— start of DATA EXCERPTS —
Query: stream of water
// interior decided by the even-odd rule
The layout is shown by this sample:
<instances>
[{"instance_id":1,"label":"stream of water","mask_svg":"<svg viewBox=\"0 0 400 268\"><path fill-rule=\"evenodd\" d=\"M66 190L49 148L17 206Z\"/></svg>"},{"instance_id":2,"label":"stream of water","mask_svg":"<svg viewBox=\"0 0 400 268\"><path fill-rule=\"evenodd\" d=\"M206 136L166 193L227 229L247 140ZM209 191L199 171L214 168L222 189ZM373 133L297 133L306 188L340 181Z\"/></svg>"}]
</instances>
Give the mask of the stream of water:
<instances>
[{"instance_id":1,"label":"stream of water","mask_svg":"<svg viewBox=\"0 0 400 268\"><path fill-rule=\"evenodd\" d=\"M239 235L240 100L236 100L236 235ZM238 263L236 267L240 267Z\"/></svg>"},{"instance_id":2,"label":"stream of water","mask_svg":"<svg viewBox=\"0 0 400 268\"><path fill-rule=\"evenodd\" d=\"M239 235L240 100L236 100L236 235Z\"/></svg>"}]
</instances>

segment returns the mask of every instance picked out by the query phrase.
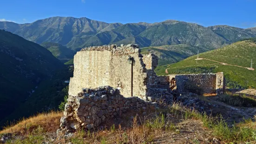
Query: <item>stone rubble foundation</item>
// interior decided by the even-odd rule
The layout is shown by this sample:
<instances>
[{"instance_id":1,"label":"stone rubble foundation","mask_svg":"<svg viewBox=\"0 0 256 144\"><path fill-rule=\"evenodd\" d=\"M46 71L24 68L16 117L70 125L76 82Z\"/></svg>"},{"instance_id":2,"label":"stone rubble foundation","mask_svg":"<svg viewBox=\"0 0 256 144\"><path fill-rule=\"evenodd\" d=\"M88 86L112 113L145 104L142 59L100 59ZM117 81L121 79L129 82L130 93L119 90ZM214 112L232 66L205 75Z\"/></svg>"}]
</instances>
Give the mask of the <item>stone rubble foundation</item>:
<instances>
[{"instance_id":1,"label":"stone rubble foundation","mask_svg":"<svg viewBox=\"0 0 256 144\"><path fill-rule=\"evenodd\" d=\"M60 119L60 127L67 132L81 128L91 129L128 110L145 111L156 104L136 97L124 98L118 90L109 86L84 88L77 96L69 96Z\"/></svg>"}]
</instances>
— end of DATA EXCERPTS —
SHORT EXERCISE -> Pull out every line of the entries that contains the string "item".

WORKED SOLUTION ->
Query: <item>stone rubble foundation</item>
Give the mask of the <item>stone rubble foundation</item>:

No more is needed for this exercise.